# SHORT PROBLEM 1
In the post on political design, which two Spanish initiatives are named as examples of new political "designs"?
# SHORT PROBLEM 2
Write the next part of the post on political design, picking up right after its last sentence.

# GIVEN PASSAGE
2014-07-20 Thread Eric Kluitenberg
It seems to me that Felix is right in pointing out that the issues discussed 
here are primarily political. I consider in particular the emergence of a 'Deep 
State' largely outside of democratic (electoral) accountability and existing 
rights frameworks that Felix sketches here a deeply problematic and 
fundamentally important tendency. However, we should right from the start not 
limit ourselves to modes of critique: The problem is political, which 
necessarily implies that the solution is also political - it is not just a 
matter of critique (of incapable political structures, of the distortions of 
global and local capital, of unaccountable surveillance systems, etc.), but 
much more a question of political design.

An interesting question here would be, what does 'political design' mean 
exactly? How can it be 'enacted'? What would be required in terms of material 
and popular investments, in terms of institutional (re-)design? What types of 
political and design expertise would be required here?

In order for what? 

To progress towards a progressive composition of the good common world?

The successive waves of popular protest that we have all been witnessing since 
2011, that some refer to as the 'movement(s) of the squares' (a term I use only 
in brackets because of its inherent ambiguities), have not effected the kind of 
political changes as yet that seemed to be demanded there, neither in terms of 
'giving democracy back to the people' (one of the recurrent slogans / demands), 
nor in terms of fundamentally redressing gross inequalities in income, material 
means of survival and possibilities for self-realisation.

The activists involved have largely understood and accepted this lack of 
efficacy of the protests in and of themselves and are now actively engaging in 
acts of 'political design'. Important to question here, though, is exactly what 
'design' in this context means. In my view it operates on different levels at 
the same time - on a macro level as in redesigning political institutions 
(evidenced a.o. in new political 'designs' such as Partido X and Podemos in 
Spain, the redrafting of the Iceland constitution earlier, the After arty in 
post-occupy US, and many other initiatives aimed at reconfiguring main-stream 
politics).

# PROVIDED MATERIAL

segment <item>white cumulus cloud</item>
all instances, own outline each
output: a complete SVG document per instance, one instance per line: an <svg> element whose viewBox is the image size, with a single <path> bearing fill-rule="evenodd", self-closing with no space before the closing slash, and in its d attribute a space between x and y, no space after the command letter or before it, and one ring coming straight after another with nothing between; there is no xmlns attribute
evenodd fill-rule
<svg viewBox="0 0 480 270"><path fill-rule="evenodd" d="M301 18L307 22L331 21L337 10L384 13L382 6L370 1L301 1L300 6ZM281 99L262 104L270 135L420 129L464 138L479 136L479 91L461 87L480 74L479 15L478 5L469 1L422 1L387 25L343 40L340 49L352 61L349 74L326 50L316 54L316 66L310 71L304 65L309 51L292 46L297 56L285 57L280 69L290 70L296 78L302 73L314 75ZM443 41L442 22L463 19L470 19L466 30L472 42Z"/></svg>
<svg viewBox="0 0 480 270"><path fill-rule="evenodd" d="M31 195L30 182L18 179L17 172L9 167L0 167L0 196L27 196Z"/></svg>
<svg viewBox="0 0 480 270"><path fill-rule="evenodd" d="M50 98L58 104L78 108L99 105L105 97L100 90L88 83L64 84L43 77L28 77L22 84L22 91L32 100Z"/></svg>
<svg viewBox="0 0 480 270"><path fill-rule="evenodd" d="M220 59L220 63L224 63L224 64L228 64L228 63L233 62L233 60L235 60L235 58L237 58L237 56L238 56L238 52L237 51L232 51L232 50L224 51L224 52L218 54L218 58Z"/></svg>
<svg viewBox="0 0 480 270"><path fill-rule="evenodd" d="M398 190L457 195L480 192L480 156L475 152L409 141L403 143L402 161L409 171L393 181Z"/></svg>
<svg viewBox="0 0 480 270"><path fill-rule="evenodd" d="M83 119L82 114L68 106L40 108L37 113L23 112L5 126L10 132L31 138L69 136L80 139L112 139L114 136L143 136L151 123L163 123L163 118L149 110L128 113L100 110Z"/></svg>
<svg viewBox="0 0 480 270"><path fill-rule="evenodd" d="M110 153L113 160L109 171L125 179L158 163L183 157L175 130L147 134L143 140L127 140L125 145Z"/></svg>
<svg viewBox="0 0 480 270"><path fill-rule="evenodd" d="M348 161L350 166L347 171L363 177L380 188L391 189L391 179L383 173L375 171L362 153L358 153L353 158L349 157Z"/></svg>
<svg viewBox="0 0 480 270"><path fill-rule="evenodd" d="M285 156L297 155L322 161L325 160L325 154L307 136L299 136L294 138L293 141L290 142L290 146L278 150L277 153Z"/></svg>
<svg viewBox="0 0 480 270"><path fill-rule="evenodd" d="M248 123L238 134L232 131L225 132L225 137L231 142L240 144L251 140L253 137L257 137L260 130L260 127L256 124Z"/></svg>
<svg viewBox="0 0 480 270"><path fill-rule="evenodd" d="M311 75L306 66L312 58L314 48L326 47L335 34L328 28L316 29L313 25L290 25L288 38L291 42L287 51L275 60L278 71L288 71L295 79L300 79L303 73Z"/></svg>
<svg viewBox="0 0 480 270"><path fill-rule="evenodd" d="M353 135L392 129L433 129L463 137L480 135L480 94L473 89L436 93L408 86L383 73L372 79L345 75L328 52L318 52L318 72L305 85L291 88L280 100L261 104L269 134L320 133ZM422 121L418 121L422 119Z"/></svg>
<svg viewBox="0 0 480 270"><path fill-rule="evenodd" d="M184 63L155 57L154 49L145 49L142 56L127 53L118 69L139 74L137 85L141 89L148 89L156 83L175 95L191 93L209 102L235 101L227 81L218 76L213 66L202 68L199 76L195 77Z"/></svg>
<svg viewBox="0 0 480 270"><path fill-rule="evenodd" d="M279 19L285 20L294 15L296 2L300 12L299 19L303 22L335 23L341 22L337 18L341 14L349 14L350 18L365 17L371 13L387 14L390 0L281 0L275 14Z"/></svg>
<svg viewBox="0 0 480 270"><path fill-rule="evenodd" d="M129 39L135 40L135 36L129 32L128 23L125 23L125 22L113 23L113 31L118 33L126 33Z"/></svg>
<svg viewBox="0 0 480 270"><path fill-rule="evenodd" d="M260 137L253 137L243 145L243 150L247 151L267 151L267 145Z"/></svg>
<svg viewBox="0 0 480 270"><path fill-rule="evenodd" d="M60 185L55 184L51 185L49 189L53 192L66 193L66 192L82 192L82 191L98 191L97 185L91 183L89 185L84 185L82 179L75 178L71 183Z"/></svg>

# EXERCISE RESPONSE 1
Partido X and Podemos.

# EXERCISE RESPONSE 2
However, 'political design' should and does operate simultaneously on a 
micro-level, small acts, localised and trans-local, by ordinary citizens aimed 
at changing particular aspects of local environments, establishing new shared 
resources, new modes of exchange (alternative currency systems that typically 
function trans-locally), small-scale environmental monitoring and restoration 
projects, open education, and many many more. 'Design' here is no longer 
concerned simply with giving shape to something that has already been 
conceived, but is more properly understood as a concrete and tangible 
intervention to reshape a configuration of things.

I'm now developing a new short course for the Art Science Interfaculty in The 
Hague which is called 'Ecological Design'. The basic premise here is that the 
title perfectly expresses what the course is about, if only that it requires us 
to fundamentally redefine two terms: 'ecology' and 'design'. 
'Ecology', first of all is reconfigured (as a concept) along the lines of the 
classic Guattari text on the three ecologies; the material environment / the 
social relations / human subjectivity; and this ie extended with the presence 
and role of the non-humans. The point here is to think and act transversally 
between and across these different ecological registers.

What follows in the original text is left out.